#### [SUPPLIED RECORDS]
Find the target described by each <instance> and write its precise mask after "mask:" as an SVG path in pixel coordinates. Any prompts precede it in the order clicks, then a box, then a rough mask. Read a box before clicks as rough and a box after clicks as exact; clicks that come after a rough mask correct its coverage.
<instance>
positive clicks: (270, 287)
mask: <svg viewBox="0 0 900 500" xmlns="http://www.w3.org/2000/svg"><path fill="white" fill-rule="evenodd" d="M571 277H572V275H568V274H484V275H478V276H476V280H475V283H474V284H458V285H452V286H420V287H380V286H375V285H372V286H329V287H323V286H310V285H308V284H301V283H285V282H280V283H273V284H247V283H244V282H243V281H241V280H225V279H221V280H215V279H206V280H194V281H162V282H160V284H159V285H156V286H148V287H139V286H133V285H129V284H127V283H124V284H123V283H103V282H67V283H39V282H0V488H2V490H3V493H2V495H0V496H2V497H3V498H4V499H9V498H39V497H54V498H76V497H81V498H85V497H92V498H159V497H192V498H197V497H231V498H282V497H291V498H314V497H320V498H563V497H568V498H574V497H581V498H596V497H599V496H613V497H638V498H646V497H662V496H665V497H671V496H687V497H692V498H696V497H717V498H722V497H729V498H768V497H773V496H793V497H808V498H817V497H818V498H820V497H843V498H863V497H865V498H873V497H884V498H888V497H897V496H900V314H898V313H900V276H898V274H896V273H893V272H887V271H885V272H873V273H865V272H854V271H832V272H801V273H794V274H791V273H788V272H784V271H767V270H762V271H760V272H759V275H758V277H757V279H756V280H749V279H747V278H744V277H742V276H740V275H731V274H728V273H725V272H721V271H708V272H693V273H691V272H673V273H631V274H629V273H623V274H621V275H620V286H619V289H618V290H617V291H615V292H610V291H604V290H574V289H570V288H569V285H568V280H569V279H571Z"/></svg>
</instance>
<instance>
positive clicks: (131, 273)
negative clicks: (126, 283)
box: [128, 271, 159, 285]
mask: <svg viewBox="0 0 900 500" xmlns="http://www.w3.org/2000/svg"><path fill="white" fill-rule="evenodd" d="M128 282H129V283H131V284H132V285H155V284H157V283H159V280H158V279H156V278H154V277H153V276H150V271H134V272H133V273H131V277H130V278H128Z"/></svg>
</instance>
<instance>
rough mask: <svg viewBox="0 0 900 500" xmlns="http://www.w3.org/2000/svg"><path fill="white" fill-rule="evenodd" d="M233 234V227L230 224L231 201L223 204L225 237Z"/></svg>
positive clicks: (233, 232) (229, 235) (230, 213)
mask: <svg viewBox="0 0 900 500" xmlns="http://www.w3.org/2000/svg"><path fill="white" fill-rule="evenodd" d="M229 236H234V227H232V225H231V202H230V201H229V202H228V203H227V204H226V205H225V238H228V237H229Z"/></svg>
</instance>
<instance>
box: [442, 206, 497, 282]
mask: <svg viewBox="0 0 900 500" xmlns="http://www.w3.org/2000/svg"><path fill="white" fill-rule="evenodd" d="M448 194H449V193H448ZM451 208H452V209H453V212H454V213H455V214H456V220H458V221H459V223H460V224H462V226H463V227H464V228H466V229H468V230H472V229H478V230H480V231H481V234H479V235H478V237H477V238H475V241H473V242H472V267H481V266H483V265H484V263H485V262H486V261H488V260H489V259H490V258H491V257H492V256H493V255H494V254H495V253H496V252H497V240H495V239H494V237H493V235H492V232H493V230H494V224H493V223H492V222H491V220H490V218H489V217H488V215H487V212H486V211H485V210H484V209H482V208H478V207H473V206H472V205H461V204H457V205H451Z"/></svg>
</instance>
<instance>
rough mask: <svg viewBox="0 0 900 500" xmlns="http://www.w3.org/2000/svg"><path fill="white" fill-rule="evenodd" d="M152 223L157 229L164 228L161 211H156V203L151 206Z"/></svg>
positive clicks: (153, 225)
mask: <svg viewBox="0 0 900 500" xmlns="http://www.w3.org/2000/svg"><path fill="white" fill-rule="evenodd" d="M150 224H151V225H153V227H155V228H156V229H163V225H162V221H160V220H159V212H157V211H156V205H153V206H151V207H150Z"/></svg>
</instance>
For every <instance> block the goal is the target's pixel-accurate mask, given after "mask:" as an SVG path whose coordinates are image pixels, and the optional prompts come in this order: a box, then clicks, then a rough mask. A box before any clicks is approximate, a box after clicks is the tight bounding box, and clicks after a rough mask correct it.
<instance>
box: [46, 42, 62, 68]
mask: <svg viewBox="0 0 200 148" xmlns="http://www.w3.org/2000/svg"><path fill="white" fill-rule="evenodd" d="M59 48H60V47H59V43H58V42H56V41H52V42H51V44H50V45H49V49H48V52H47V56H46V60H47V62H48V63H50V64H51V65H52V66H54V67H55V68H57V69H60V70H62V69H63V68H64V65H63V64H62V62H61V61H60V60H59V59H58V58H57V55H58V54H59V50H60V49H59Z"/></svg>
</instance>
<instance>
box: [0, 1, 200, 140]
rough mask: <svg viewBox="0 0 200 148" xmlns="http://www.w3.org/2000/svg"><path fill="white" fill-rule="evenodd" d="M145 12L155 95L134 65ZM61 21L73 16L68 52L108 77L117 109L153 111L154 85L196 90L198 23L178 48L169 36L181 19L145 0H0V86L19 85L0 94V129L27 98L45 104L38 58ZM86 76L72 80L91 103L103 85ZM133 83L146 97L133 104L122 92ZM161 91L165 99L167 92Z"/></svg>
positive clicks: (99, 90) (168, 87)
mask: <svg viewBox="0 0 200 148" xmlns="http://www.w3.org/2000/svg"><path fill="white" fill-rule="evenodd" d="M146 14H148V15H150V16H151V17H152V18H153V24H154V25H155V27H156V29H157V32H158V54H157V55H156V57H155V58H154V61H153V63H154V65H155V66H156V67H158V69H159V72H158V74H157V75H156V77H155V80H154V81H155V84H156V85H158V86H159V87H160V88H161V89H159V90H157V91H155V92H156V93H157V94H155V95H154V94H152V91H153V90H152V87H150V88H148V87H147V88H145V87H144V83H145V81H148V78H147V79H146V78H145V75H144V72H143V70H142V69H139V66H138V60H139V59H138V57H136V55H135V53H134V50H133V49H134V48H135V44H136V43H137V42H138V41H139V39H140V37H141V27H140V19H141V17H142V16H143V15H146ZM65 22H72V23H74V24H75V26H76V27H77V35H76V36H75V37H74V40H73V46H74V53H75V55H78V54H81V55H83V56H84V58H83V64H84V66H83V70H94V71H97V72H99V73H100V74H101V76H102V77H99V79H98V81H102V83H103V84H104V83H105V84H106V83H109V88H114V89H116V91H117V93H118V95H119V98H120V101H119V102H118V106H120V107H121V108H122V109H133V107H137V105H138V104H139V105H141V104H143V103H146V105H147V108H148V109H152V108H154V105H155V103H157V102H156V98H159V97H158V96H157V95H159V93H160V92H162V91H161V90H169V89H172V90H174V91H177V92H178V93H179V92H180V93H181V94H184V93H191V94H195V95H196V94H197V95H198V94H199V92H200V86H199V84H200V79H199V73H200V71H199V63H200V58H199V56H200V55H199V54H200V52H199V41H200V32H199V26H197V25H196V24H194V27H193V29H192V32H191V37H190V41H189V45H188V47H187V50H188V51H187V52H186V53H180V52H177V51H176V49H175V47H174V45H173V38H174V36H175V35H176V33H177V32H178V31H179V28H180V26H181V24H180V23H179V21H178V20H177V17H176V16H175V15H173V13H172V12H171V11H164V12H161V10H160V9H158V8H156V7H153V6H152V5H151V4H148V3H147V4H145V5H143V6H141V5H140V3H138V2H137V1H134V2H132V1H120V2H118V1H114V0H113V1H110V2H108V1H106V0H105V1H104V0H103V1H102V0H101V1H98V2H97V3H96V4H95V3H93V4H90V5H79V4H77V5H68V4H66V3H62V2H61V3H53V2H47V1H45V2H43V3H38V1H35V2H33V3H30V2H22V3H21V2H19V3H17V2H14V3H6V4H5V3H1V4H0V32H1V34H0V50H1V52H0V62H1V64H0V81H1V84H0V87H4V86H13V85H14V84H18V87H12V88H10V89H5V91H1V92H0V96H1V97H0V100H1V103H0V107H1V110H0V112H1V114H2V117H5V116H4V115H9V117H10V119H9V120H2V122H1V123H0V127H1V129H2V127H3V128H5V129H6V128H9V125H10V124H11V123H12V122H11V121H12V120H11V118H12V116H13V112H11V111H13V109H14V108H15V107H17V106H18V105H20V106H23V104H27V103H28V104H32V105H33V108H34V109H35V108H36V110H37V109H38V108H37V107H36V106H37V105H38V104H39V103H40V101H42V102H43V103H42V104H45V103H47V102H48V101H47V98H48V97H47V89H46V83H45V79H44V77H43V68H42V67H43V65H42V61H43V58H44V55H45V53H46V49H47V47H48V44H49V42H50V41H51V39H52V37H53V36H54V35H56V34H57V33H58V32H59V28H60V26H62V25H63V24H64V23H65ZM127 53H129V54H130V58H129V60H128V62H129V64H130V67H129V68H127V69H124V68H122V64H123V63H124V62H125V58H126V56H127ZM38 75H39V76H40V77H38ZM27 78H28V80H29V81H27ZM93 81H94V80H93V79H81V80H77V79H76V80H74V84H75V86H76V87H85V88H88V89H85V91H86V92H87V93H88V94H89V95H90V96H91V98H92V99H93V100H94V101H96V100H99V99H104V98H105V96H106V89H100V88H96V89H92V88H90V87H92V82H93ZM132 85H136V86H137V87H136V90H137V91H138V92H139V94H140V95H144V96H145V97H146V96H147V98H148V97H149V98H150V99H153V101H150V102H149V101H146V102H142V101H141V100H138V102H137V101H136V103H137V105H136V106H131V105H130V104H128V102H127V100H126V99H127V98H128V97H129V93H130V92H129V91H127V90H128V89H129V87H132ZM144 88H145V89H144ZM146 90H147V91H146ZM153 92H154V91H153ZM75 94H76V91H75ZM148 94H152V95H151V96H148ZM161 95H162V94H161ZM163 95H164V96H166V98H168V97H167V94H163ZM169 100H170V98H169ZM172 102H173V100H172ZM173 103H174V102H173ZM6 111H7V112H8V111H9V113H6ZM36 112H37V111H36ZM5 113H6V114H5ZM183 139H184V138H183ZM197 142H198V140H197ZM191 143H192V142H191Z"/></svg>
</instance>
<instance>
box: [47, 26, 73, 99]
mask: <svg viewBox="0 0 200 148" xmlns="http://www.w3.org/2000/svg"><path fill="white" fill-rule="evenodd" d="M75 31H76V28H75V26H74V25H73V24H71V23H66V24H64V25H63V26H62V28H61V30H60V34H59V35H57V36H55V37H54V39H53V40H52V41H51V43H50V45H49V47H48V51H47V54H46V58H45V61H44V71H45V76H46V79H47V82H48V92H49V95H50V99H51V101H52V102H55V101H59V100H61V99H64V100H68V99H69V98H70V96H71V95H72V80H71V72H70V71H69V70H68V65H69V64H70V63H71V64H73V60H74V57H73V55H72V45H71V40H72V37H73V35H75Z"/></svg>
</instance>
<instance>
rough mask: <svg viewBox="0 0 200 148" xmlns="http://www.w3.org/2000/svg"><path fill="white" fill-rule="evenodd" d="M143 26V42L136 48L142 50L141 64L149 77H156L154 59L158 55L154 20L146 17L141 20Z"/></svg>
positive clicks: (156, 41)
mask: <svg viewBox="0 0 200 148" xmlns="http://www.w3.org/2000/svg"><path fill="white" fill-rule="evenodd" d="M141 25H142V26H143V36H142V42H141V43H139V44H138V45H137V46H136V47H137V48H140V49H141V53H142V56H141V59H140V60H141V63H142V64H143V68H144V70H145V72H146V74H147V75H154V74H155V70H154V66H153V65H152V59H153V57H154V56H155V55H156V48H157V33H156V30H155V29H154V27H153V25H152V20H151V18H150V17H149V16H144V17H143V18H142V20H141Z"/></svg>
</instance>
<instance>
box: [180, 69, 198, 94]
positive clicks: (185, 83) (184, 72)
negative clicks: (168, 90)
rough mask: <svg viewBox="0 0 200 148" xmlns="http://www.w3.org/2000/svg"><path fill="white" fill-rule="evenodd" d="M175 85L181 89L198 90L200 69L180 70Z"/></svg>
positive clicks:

#### [TO-DO ITEM]
Rewrite the part of the listing that runs from its first line through the line containing "positive clicks: (270, 287)" as a numbered list, leaving out any blank lines.

#### [TASK RESPONSE]
1. Find the target described by each <instance> and write its precise mask after "mask:" as an SVG path in pixel coordinates. Any prompts precede it in the order clicks, then a box, then a rough mask. Read a box before clicks as rough and a box after clicks as exact; clicks that come after a rough mask correct its coverage.
2. <instance>
3. positive clicks: (270, 287)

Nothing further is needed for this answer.